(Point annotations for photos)

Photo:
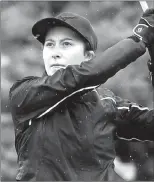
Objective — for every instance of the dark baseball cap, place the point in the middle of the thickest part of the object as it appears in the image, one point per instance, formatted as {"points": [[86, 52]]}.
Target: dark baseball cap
{"points": [[73, 21]]}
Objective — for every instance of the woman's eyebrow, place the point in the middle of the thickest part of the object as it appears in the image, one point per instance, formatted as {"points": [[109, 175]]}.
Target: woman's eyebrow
{"points": [[66, 39], [51, 40]]}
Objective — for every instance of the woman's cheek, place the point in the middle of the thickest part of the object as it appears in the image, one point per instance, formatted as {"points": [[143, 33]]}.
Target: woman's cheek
{"points": [[46, 54]]}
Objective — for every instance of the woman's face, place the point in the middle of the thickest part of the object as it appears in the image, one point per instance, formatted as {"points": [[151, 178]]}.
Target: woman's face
{"points": [[62, 47]]}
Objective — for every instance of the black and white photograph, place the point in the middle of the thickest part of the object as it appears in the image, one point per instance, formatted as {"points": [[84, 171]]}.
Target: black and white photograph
{"points": [[77, 91]]}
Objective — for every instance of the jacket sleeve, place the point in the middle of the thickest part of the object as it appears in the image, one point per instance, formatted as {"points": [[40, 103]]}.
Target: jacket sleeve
{"points": [[134, 121], [33, 95]]}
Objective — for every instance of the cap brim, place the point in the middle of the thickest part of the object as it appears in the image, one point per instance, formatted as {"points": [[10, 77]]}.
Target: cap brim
{"points": [[40, 28]]}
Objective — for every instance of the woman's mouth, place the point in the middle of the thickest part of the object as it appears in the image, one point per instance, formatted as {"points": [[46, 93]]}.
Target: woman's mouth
{"points": [[57, 66]]}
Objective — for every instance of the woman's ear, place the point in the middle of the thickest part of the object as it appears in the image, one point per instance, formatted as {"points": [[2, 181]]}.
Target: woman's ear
{"points": [[89, 55]]}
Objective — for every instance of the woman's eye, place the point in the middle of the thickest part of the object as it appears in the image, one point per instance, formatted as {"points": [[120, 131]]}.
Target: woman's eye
{"points": [[66, 44], [49, 44]]}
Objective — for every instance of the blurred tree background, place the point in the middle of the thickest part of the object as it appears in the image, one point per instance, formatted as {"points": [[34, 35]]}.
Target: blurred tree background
{"points": [[21, 55]]}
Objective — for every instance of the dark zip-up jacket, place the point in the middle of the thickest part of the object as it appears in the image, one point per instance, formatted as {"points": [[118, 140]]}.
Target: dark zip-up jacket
{"points": [[64, 129]]}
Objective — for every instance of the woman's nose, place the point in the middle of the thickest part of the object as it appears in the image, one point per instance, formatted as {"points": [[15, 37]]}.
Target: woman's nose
{"points": [[56, 56]]}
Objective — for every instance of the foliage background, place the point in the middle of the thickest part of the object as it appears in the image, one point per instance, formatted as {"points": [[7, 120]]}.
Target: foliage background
{"points": [[21, 55]]}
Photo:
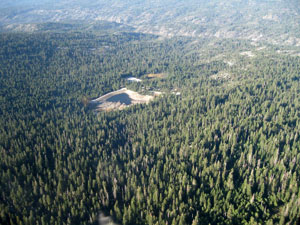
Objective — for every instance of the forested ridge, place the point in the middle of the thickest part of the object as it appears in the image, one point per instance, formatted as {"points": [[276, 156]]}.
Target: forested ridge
{"points": [[224, 151]]}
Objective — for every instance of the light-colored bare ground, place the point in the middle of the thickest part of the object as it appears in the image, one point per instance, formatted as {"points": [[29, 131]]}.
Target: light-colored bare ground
{"points": [[248, 53], [105, 102], [156, 75]]}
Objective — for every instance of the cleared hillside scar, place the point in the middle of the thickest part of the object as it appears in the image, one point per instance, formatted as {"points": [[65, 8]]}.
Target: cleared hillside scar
{"points": [[120, 99]]}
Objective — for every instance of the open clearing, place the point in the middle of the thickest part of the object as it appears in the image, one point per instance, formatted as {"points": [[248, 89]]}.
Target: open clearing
{"points": [[118, 100], [156, 75]]}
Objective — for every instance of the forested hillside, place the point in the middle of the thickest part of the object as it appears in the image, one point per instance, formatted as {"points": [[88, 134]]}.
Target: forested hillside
{"points": [[224, 151]]}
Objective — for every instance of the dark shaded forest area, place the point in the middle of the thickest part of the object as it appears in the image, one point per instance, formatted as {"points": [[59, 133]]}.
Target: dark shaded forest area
{"points": [[224, 151]]}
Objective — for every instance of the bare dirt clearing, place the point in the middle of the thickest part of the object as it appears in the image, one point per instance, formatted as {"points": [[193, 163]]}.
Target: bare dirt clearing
{"points": [[156, 75], [118, 100]]}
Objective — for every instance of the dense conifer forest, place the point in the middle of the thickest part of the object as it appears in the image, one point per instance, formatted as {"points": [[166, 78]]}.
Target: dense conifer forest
{"points": [[224, 151]]}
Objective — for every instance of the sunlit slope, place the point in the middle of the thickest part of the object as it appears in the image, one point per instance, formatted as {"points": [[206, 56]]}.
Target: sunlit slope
{"points": [[273, 21]]}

- Description of the task -
Can you output all the lines above as a two-column CSV with the headers "line_text" and "points", one row per line, putting its text and its answer each in a single quoted field with line breaks replaced by spaces? Leave the pictures out.

- Answer to the exercise -
line_text,points
"Photo: Objective — for every instance of the dark baseball cap, place the point in the middle of the thickest part of the object as it appears in the image, one point per instance, formatted as {""points"": [[86, 52]]}. Target: dark baseball cap","{""points"": [[73, 21]]}"
"Objective — for every instance of the woman's eyebrow, place the point in the middle of the thickest part of the object as it appears in the image, one point per instance, formatted as {""points"": [[109, 175]]}. Target: woman's eyebrow","{""points"": [[66, 39], [51, 40]]}"
"Objective — for every instance of the woman's cheek, place the point in the middle of the thickest part of the object as it appears in the image, one point per instance, formatted as {""points"": [[143, 33]]}. Target: woman's cheek","{""points"": [[46, 54]]}"
"Objective — for every instance of the woman's face, place the point in the middle of the thickest part of the object as it appears in the image, one point per instance, formatted as {""points"": [[151, 178]]}. Target: woman's face","{""points"": [[62, 47]]}"
"Objective — for every instance of the black and white photograph, place the point in the middle of the thickest part of the object as it appears in the image, one point per instance, formatted as {""points"": [[84, 171]]}. Target: black and white photograph","{""points"": [[77, 91]]}"
"Objective — for every instance of the jacket sleeve, place the point in the middle of the thickest part of the object as it appears in the image, one point per instance, formatted as {""points"": [[40, 103]]}. Target: jacket sleeve","{""points"": [[134, 121], [33, 95]]}"
"Objective — for every instance of the cap brim, place the point in the middle of the thickest part of the object as it appears in the image, one point per instance, formatted as {""points"": [[10, 77]]}. Target: cap brim","{""points"": [[40, 28]]}"
"Objective — for every instance of the woman's mouth, place the point in the middle of the thickest part of the object as it appears in the image, one point per instance, formatted as {""points"": [[46, 93]]}. Target: woman's mouth","{""points"": [[57, 66]]}"
"Objective — for every instance of the woman's ear, place the point in the middle of the thickest part of the object as it appears in the image, one point per instance, formatted as {""points"": [[2, 181]]}. Target: woman's ear","{""points"": [[89, 55]]}"
"Objective — for every instance of the woman's eye, place the point in the middle of the thickest part of the object as it appears in the image, one point per instance, formatted as {""points"": [[120, 131]]}. Target: woman's eye","{""points"": [[66, 44], [49, 44]]}"
"Objective — for every instance of the blurred tree background, place the point in the middle of the thickest part of the object as it appears in the image, one point per instance, formatted as {""points"": [[34, 35]]}. Target: blurred tree background","{""points"": [[21, 55]]}"
"Objective — for every instance of the dark zip-up jacket, place the point in the middle of the thickest part of the object as it appears in the image, one point per instance, formatted as {""points"": [[118, 140]]}. Target: dark zip-up jacket","{""points"": [[64, 129]]}"
"Objective — for every instance of the woman's nose, place the point in the middle of the thickest part of the object as it appears in the image, one point per instance, formatted as {""points"": [[15, 37]]}. Target: woman's nose","{""points"": [[56, 56]]}"
"Objective — for every instance of the foliage background, place the point in the middle of the thickest part of the object as it appears in the image, one point per instance, formatted as {""points"": [[7, 120]]}. Target: foliage background","{""points"": [[21, 55]]}"
"Photo: Objective — for every instance of the forested ridge, place the point in the middle of the thickest part of the object as it appears in the image, one point per instance, formatted as {""points"": [[276, 156]]}. Target: forested ridge","{""points"": [[224, 151]]}"
"Objective — for every instance of the light-colored bare ground, place the point in the middle of the thickest part of the object as it appears in the image, one point per instance, formatted as {""points"": [[29, 131]]}. Target: light-colored bare ground","{""points"": [[248, 53], [105, 102], [156, 75]]}"
"Objective — for every instance of the cleared hillside scar, place the point in the middle of the thickest part of the object as it appears in the image, one point per instance, formatted as {""points"": [[65, 8]]}. Target: cleared hillside scar","{""points"": [[120, 99]]}"
"Objective — for every instance of the open clearing, place the point in the middle of the thickest part of the object as it appears in the image, one point per instance, formatted as {""points"": [[248, 89]]}. Target: open clearing","{""points"": [[118, 100], [156, 75]]}"
"Objective — for every instance of the forested hillside, place the point in the middle of the thickest part of the object as it appears in the image, one point per instance, formatted as {""points"": [[88, 134]]}. Target: forested hillside","{""points"": [[224, 151]]}"
"Objective — for every instance of the dark shaded forest area, place the point in the middle of the thickest part of the object as it appears in the image, one point per instance, formatted as {""points"": [[59, 133]]}. Target: dark shaded forest area","{""points"": [[224, 151]]}"
"Objective — for every instance of the bare dirt clearing, place the point in the middle of the thickest part of the object as it appears in the image, one point per instance, formatted as {""points"": [[193, 163]]}. Target: bare dirt clearing","{""points"": [[156, 75], [118, 100]]}"
"Objective — for every instance of the dense conifer forest, place the point in the middle of the thickest part of the object as it appears in the image, one point per instance, formatted as {""points"": [[166, 78]]}. Target: dense conifer forest","{""points"": [[224, 151]]}"
"Objective — for every instance of the sunlit slope, place the point in the middle of the thickest part of the object as it appears in the image, one point per instance, formatted as {""points"": [[206, 56]]}. Target: sunlit slope","{""points"": [[273, 21]]}"